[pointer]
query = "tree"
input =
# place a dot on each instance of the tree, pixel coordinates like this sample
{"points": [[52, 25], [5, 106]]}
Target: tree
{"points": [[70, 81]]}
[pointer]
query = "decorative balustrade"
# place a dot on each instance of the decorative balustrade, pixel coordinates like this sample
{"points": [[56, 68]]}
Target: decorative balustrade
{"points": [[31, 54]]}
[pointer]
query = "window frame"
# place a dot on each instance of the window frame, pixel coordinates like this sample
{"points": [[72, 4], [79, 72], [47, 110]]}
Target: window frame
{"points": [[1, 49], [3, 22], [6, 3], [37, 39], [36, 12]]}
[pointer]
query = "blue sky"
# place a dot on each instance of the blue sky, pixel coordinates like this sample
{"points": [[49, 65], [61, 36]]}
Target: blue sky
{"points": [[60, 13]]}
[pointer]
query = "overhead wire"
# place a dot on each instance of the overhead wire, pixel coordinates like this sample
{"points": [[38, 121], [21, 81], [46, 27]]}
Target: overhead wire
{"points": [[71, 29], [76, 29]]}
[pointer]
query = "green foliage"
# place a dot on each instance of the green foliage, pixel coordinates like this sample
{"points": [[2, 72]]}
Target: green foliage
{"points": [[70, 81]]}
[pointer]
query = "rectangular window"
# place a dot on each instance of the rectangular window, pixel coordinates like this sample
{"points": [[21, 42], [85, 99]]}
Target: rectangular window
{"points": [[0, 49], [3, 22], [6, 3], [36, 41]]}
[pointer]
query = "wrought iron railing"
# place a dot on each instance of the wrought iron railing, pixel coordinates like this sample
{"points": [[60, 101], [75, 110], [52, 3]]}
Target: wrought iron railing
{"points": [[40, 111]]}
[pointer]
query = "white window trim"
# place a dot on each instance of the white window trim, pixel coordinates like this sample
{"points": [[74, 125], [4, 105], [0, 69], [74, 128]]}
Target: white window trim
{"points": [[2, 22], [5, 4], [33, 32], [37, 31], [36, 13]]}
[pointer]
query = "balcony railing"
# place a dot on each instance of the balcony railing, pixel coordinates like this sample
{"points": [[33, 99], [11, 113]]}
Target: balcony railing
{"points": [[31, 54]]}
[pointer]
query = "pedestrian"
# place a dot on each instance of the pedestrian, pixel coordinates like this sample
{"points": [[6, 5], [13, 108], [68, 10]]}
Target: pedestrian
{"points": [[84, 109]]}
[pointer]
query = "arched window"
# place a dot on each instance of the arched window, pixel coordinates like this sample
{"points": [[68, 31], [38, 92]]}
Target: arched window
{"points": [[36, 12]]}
::::::::
Problem requirements: Your task is to output all of the data above word for word.

The result:
[pointer]
query = "tree"
input =
# place a dot on each instance of the tree, pixel coordinates like this sample
{"points": [[52, 25], [5, 106]]}
Target: tree
{"points": [[70, 81]]}
[pointer]
query = "decorative balustrade"
# place a dot on each instance of the decorative balustrade, pixel coordinates like this sample
{"points": [[56, 68]]}
Target: decorative balustrade
{"points": [[31, 54]]}
[pointer]
query = "window frame"
# place a dot on each instance of the window frame, pixel coordinates like this sample
{"points": [[72, 4], [79, 72], [47, 110]]}
Target: window frame
{"points": [[1, 49], [3, 22], [6, 3], [37, 39], [36, 12]]}
[pointer]
query = "blue sky"
# place a dot on each instance of the blue sky, pixel coordinates like this sample
{"points": [[49, 65], [61, 36]]}
Target: blue sky
{"points": [[60, 13]]}
[pointer]
query = "overhead wire"
# place a dot on each instance of the overhead wire, pixel coordinates like this sample
{"points": [[38, 121], [21, 81], [46, 27]]}
Target: overhead wire
{"points": [[71, 29], [76, 29]]}
[pointer]
query = "green foliage"
# place a dot on each instance of the green foliage, pixel coordinates like this sample
{"points": [[2, 72]]}
Target: green foliage
{"points": [[70, 81]]}
[pointer]
query = "rectangular window"
# place a dot on each instance of the rectangular window, pixel coordinates like this sample
{"points": [[21, 42], [85, 99]]}
Target: rectangular window
{"points": [[0, 49], [3, 22], [6, 3], [36, 41]]}
[pointer]
query = "wrought iron railing"
# place a dot on each instance of the wrought iron railing, pixel coordinates like this sample
{"points": [[60, 101], [75, 110], [52, 3]]}
Target: wrought iron railing
{"points": [[40, 111]]}
[pointer]
query = "white window trim"
# place a dot on each instance of the white window trim, pixel coordinates like this sample
{"points": [[74, 125], [4, 105], [0, 69], [74, 128]]}
Target: white window trim
{"points": [[2, 22], [5, 4], [33, 32], [37, 31], [36, 13]]}
[pointer]
query = "balcony railing"
# place a dot on each instance of the balcony railing, pixel coordinates like this sample
{"points": [[33, 99], [11, 113]]}
Target: balcony railing
{"points": [[31, 54]]}
[pointer]
query = "pedestrian"
# place a dot on each instance of the pedestrian, pixel coordinates like this sample
{"points": [[6, 5], [13, 108], [68, 10]]}
Target: pedestrian
{"points": [[84, 109]]}
[pointer]
query = "arched window"
# place a dot on each instance of the arched window, pixel coordinates like this sample
{"points": [[68, 31], [38, 92]]}
Target: arched window
{"points": [[36, 12]]}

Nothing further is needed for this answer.